▸ Set exercise: Reproduce the items verbatim, starting at the line that contains "in black suit." and stopping after the line that contains "xmin=32 ymin=73 xmax=220 ymax=610", with both of those lines included.

▸ Given information:
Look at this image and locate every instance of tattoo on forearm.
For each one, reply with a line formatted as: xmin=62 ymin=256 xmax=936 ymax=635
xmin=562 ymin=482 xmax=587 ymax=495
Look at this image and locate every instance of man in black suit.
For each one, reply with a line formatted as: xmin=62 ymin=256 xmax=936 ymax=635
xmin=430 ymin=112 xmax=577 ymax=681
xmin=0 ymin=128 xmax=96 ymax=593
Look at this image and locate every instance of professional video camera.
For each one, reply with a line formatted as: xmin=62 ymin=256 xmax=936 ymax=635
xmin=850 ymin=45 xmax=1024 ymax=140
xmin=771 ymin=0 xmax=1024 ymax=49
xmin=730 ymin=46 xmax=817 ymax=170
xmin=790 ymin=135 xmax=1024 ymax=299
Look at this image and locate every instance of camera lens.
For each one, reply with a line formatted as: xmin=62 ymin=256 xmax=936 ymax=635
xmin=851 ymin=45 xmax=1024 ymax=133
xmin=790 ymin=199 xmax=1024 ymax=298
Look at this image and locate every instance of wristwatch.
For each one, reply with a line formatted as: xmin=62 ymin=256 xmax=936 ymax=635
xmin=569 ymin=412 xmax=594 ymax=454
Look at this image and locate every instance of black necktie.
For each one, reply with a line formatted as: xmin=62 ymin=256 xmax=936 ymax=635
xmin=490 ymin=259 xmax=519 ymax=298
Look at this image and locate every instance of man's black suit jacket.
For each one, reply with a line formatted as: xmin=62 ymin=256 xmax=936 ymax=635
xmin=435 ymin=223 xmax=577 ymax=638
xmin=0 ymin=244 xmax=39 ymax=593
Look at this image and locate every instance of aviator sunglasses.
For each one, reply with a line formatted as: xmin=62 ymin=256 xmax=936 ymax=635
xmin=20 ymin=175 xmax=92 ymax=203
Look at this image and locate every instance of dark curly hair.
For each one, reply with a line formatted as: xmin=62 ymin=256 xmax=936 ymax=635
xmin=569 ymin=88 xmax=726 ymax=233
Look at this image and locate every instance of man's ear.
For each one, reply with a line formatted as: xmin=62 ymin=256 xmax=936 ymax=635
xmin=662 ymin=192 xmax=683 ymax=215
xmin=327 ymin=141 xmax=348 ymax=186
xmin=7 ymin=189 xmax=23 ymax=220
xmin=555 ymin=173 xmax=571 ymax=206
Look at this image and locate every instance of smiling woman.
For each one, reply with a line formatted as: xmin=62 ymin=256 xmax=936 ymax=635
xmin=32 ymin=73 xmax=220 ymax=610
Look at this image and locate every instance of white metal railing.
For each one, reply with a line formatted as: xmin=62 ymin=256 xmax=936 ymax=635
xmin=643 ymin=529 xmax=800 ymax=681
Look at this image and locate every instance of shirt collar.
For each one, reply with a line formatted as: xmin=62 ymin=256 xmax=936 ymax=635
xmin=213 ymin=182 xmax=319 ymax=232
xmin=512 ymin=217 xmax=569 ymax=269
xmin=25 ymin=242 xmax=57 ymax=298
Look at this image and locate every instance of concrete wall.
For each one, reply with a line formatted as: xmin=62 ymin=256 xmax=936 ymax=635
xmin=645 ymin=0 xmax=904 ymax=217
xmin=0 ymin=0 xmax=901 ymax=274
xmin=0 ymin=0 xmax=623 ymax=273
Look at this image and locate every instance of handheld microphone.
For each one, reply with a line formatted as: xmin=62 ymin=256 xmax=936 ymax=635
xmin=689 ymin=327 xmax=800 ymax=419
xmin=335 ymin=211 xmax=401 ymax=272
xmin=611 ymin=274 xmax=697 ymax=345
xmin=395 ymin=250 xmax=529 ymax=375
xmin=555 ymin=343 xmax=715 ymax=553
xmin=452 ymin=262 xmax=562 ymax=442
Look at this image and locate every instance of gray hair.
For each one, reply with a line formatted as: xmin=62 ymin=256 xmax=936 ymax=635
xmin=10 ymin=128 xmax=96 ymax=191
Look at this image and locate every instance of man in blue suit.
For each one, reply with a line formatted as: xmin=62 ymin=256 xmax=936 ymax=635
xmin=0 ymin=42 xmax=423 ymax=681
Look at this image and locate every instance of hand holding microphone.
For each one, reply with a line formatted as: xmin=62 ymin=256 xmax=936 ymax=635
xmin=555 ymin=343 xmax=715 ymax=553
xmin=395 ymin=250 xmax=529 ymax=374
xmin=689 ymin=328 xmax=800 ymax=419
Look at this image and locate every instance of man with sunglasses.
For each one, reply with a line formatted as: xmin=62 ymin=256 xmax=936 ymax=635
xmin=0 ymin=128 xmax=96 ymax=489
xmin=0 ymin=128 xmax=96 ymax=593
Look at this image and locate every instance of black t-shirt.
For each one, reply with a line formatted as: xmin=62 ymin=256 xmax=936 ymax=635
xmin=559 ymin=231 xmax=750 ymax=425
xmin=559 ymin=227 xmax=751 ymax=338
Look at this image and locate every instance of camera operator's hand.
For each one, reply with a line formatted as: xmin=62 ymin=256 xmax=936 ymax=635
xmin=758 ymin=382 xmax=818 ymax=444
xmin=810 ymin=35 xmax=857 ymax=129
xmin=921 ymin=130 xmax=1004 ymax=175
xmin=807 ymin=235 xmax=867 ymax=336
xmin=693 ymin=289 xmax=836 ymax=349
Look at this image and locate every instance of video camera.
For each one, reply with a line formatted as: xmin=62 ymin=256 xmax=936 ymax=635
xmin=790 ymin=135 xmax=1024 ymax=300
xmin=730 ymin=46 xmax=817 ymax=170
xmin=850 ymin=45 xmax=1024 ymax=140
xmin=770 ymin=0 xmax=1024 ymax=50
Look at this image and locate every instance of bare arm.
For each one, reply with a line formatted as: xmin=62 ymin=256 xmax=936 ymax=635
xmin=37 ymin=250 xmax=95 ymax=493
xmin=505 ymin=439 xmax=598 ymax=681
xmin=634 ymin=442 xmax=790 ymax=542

▸ Written answer:
Look at this image and locate every instance of man in black suit.
For each one, reply with a line formatted as: xmin=62 ymin=256 xmax=936 ymax=635
xmin=430 ymin=112 xmax=577 ymax=681
xmin=0 ymin=128 xmax=96 ymax=593
Look at this image and locate every instance of professional video camera.
For each one, reply with a line formatted as: xmin=62 ymin=256 xmax=936 ymax=635
xmin=850 ymin=45 xmax=1024 ymax=140
xmin=771 ymin=0 xmax=1024 ymax=49
xmin=730 ymin=46 xmax=817 ymax=170
xmin=790 ymin=135 xmax=1024 ymax=299
Look at this image and locate every instance of camera lens.
For each one, reply with a line formatted as: xmin=62 ymin=256 xmax=936 ymax=635
xmin=851 ymin=45 xmax=1024 ymax=133
xmin=790 ymin=199 xmax=1024 ymax=298
Look at this image and locate every instance of wristwatch.
For each one, reply with a line formatted as: xmin=62 ymin=256 xmax=936 ymax=635
xmin=569 ymin=412 xmax=594 ymax=454
Look at this image and locate every instance of black necktie.
For each one, reply with a line formatted as: xmin=62 ymin=256 xmax=936 ymax=635
xmin=490 ymin=259 xmax=519 ymax=298
Look at this image and locate every instance of man's black suit jacket.
For each one, reply with a line formatted as: xmin=62 ymin=256 xmax=936 ymax=635
xmin=435 ymin=223 xmax=577 ymax=638
xmin=0 ymin=244 xmax=39 ymax=593
Look at this image and locate every instance of aviator sunglasses.
For each one, reply with a line formatted as: xmin=62 ymin=256 xmax=936 ymax=635
xmin=20 ymin=175 xmax=92 ymax=203
Look at this image and locate every instance of dark curly hair.
For each one, reply with a line formatted as: xmin=62 ymin=256 xmax=936 ymax=635
xmin=569 ymin=88 xmax=726 ymax=233
Look at this image and locate every instance of man's ear.
For each one, reply with a line formatted as: xmin=62 ymin=256 xmax=936 ymax=635
xmin=662 ymin=192 xmax=683 ymax=215
xmin=327 ymin=141 xmax=348 ymax=186
xmin=7 ymin=189 xmax=23 ymax=220
xmin=555 ymin=173 xmax=571 ymax=206
Look at this image and locate every instance of smiling woman.
For each one, reply with a line formatted as: xmin=62 ymin=256 xmax=936 ymax=635
xmin=32 ymin=73 xmax=220 ymax=610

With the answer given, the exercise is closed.